# [What is needed]
In the listing, replace "round shrub" with "low hedge" in the lines from the one containing "Wanted = one point per instance on the tree" through the one containing "x=319, y=422", and reproduce those lines with nothing else altered.

(Position identification records)
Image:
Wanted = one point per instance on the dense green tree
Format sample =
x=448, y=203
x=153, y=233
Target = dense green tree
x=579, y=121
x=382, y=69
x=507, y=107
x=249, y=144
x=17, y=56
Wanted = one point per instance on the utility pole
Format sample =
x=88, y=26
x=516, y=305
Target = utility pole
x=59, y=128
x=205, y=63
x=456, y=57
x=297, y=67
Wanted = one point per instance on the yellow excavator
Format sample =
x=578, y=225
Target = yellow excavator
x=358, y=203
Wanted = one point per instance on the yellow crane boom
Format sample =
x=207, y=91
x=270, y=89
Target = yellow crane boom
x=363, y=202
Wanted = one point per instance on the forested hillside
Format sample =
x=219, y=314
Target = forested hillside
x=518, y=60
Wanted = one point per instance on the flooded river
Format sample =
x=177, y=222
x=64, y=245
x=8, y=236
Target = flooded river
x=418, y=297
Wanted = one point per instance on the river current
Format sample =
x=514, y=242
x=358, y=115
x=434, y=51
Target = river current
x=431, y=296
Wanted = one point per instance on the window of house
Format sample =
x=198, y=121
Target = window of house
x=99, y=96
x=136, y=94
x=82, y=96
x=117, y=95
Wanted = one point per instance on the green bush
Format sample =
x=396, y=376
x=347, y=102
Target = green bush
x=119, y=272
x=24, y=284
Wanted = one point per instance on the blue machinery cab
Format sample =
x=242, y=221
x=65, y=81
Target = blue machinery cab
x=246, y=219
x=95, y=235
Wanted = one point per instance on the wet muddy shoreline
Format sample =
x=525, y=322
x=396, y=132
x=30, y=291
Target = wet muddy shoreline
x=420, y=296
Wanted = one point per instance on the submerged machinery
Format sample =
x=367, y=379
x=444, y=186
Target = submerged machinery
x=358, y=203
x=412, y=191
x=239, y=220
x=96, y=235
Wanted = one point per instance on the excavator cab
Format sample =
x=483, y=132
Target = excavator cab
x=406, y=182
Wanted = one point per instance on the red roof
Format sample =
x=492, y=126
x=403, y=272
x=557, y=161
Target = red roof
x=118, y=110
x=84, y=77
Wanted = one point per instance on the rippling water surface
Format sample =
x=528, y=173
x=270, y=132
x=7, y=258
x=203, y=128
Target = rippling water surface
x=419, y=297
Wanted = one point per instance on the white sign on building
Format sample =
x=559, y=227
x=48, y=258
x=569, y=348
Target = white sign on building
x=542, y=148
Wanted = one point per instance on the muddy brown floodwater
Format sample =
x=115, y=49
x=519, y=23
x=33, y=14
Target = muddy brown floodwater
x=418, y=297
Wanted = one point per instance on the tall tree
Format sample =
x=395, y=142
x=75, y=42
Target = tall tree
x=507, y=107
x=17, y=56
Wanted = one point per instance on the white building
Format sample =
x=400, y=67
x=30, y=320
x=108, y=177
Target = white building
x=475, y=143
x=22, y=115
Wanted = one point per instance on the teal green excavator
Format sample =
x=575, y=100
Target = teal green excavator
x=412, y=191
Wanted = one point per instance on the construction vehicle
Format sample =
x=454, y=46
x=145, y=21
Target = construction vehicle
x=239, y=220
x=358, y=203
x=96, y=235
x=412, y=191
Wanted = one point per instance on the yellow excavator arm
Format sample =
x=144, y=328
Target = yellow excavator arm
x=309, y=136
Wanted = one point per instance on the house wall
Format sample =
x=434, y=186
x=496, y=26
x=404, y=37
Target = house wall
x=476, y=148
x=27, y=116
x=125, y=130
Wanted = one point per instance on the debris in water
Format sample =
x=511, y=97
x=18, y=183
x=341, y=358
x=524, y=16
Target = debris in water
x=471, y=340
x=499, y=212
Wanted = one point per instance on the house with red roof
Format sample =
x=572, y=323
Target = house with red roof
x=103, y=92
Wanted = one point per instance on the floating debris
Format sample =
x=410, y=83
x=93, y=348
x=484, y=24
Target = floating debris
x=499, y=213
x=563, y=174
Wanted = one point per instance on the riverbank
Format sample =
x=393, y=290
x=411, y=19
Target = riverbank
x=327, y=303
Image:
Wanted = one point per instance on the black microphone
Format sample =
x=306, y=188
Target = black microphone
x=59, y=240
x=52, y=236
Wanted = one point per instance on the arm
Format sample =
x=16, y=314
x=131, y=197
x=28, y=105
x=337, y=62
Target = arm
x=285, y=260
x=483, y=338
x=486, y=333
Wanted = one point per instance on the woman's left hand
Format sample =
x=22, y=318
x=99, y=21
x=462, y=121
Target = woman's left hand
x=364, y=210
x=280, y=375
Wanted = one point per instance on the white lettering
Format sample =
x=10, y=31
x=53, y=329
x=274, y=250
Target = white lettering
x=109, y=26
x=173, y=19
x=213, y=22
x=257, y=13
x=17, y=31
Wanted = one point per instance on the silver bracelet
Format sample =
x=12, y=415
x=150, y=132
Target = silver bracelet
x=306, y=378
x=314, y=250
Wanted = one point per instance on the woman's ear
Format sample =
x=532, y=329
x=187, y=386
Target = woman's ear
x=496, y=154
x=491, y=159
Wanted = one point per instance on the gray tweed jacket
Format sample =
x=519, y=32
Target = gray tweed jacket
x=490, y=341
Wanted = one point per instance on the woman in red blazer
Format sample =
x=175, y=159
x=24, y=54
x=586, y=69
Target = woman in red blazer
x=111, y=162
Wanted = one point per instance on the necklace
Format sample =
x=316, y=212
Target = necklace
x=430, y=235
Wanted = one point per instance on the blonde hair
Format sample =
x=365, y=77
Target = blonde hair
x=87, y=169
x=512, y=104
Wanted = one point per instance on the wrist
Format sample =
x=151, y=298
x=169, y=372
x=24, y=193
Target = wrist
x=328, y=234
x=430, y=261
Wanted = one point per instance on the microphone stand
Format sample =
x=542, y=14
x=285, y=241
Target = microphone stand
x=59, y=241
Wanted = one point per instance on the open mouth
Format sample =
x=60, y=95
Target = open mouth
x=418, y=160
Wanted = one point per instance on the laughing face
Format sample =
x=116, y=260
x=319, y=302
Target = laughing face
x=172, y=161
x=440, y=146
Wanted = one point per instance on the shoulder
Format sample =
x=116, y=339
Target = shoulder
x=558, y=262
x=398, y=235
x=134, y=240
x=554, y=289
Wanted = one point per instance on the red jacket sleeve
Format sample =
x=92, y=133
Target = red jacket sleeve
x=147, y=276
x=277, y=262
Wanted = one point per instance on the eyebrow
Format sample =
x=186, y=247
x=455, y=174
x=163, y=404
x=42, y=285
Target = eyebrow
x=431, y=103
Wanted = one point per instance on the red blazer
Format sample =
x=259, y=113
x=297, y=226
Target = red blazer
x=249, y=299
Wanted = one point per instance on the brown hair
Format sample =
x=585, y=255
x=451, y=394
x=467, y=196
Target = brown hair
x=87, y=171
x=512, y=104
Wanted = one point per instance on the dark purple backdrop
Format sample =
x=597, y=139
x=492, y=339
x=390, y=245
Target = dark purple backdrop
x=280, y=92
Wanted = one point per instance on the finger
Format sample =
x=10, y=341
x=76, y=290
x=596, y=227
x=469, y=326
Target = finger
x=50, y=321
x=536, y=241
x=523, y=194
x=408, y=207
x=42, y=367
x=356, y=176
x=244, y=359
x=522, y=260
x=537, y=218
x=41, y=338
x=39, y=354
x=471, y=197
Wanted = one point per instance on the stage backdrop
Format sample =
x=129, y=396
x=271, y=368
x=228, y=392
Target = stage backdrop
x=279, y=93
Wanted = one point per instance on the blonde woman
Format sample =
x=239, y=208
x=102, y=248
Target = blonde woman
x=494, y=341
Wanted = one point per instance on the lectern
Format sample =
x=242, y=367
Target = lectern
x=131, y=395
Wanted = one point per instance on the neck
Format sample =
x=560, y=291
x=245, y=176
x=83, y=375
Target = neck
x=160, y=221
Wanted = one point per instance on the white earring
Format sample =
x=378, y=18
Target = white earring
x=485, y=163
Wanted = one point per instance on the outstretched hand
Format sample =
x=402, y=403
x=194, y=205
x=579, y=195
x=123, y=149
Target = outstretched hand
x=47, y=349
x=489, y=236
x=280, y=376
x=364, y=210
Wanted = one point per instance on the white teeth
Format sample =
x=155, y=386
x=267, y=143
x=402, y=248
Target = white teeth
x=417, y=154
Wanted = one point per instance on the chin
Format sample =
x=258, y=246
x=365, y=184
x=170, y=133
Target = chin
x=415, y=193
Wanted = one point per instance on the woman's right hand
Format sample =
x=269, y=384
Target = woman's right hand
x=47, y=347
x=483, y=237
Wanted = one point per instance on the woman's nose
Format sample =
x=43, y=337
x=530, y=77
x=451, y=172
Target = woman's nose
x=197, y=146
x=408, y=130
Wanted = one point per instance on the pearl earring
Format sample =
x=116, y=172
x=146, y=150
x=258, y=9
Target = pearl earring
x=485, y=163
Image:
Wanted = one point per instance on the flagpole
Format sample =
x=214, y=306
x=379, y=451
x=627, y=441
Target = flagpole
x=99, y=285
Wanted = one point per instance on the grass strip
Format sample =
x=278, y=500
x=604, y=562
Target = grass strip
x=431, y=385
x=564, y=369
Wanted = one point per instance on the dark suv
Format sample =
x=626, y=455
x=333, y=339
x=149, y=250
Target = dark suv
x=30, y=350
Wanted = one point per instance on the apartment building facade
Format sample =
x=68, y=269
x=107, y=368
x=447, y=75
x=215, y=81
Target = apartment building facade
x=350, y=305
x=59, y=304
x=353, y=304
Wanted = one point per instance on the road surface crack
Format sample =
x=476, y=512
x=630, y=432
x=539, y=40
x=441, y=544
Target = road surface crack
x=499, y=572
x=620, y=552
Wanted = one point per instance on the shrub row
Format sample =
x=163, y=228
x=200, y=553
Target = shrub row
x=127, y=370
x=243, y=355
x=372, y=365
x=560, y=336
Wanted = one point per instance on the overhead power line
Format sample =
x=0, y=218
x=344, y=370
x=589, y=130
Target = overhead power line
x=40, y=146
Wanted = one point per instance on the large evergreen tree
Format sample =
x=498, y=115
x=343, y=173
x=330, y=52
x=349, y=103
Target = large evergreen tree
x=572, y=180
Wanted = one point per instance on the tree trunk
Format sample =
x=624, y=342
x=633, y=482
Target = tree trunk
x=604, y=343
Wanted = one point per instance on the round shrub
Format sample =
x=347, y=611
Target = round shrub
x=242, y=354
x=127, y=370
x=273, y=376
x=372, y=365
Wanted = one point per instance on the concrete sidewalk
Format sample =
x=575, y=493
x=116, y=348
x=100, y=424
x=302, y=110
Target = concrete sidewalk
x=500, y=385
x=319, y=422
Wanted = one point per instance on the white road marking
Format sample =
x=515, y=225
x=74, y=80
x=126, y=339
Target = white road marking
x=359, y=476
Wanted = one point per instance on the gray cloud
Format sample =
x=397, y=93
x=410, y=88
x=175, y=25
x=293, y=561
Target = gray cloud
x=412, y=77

# [Problem solution]
Wanted = one point per instance on the tree trunk
Format sample =
x=624, y=342
x=633, y=482
Target = tree trunk
x=604, y=343
Wanted = one point per instance on the low hedge
Format sample =
x=347, y=611
Target = low hedge
x=242, y=354
x=127, y=370
x=273, y=376
x=372, y=365
Wanted = one point per instance on the concrete sidewalk
Format sample =
x=575, y=493
x=116, y=348
x=100, y=424
x=302, y=110
Target = concrete sidewalk
x=500, y=385
x=319, y=422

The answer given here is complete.